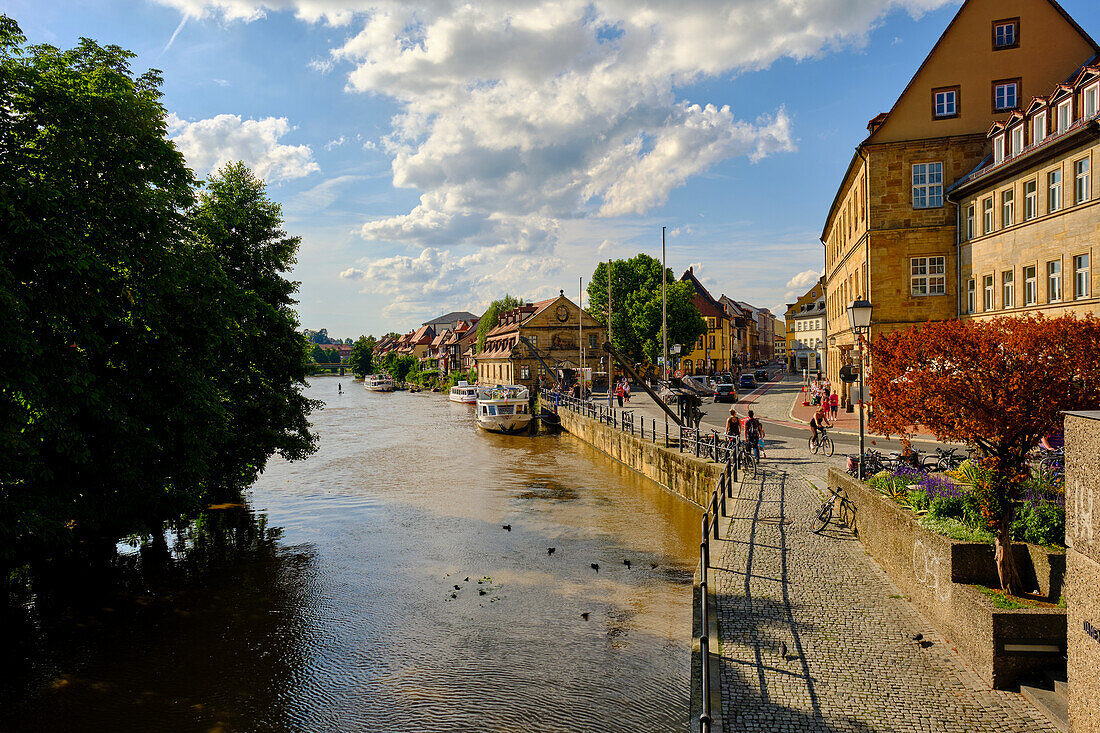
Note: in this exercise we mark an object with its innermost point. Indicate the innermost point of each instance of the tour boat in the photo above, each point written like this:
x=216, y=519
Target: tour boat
x=378, y=383
x=464, y=393
x=504, y=408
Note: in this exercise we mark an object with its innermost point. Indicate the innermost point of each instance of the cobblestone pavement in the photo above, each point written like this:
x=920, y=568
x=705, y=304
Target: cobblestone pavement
x=850, y=662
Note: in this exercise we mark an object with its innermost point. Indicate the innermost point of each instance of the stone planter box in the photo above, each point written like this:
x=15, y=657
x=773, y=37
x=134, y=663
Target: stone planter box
x=1003, y=646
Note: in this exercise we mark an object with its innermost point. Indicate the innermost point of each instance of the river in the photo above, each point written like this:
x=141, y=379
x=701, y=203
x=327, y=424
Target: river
x=374, y=588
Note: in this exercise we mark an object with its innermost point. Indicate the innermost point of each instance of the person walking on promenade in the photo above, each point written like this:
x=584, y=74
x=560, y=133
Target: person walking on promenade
x=754, y=433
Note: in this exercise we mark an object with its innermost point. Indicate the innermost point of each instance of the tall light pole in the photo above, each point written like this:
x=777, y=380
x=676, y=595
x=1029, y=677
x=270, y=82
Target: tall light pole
x=859, y=319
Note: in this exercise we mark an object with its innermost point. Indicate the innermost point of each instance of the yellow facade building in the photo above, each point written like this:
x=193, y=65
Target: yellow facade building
x=890, y=234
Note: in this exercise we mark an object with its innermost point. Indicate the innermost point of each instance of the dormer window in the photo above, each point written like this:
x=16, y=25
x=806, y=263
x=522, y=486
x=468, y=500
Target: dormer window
x=1005, y=33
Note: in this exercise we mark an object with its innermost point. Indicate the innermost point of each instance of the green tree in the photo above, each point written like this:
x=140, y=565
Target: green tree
x=361, y=359
x=492, y=317
x=636, y=307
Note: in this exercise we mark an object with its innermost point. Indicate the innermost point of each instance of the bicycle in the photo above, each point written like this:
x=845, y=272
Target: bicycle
x=846, y=512
x=822, y=442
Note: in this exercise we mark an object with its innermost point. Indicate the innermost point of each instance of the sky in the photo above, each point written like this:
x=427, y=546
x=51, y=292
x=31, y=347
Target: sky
x=437, y=154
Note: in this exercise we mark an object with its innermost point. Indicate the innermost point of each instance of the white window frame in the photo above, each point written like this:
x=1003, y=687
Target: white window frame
x=1054, y=200
x=927, y=185
x=1001, y=96
x=1081, y=181
x=927, y=275
x=1038, y=128
x=1031, y=199
x=1080, y=276
x=1031, y=286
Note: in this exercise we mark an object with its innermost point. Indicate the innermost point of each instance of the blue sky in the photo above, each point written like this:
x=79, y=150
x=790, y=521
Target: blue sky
x=435, y=154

_ _ _ _ _

Your task:
Restate the records above verbatim. Pictures stay out.

Task solution:
Note: in this exercise we mark an object with its innermost point. Indicate the innermost point of each instance of the tour boat in the photo above, each point written like this:
x=216, y=519
Target: tour boat
x=378, y=383
x=464, y=393
x=504, y=408
Note: in this exercise we mark an object with its innermost point. Indicate the innermost point of each instance of the cobblestone pavement in the photo above, each point written like this:
x=920, y=568
x=705, y=304
Target: cobblestone pavement
x=850, y=662
Note: in this exercise we mark an object with its innermost point. Indicate the innermost point of each instance of the stone planter box in the photo above, each point written like this:
x=15, y=657
x=773, y=37
x=134, y=663
Target: stone planter box
x=1003, y=646
Note: in this exercise we mark an object with its innermost point. Indicate the innermost point of each instance of the river in the photo above, each point written like this:
x=141, y=379
x=701, y=203
x=327, y=424
Target: river
x=374, y=588
Note: in this exercise we mark an object with its innermost point. Indicate the innermost point of each instance of the person walking on promenade in the photo above, each point written like this:
x=584, y=74
x=560, y=133
Target: person walking on promenade
x=754, y=433
Note: in this exercise we mark an object with its innermost point. Indicate the innermost point of each instance of the tall light pole in the photo above, each point written like this:
x=777, y=380
x=676, y=595
x=1029, y=677
x=270, y=82
Target: tall light pole
x=859, y=319
Note: in this exercise we mark an object with its innermost point. Indicate the innermost point of each instance of the yellow facade building in the photo above, each point written like this:
x=193, y=65
Target: yellow facade building
x=890, y=234
Note: in this exercise we mark an object with its innermost point. Indicate the innermost point of each instance of the dormer window in the photo above, each point written like this:
x=16, y=25
x=806, y=263
x=522, y=486
x=468, y=500
Target: dormer window
x=1005, y=33
Note: in this exercise we mark an object with its innermost point. Indicate the innermost point of each instance of the green tree in the photo above, each point written like this:
x=140, y=565
Target: green tree
x=361, y=359
x=492, y=317
x=636, y=307
Note: in this exercise we mark an object with its innermost point. Indicate the innermost point of each instance of the bicycle in the photo above, each point written like this:
x=845, y=272
Target: bicycle
x=846, y=512
x=822, y=442
Note: in this exercise we mark an object with its innermost point. Indicate the innermost point of each instance of the sky in the photo above, each point written like this:
x=427, y=546
x=51, y=292
x=31, y=347
Target: sky
x=437, y=154
Note: in this exercise we mark an object with its innermost point. Indicate the innermost point of each instance of the white window frame in the photo above, each point written like this:
x=1003, y=687
Target: white window frame
x=1054, y=200
x=927, y=185
x=1001, y=96
x=1081, y=181
x=927, y=275
x=1038, y=128
x=1031, y=199
x=1080, y=276
x=1031, y=286
Note: in this exercise we mark an object with its innermost point. Indicate the innermost point of each instance of the blue sky in the photo above, each point written like this:
x=79, y=150
x=790, y=521
Target: blue sky
x=435, y=154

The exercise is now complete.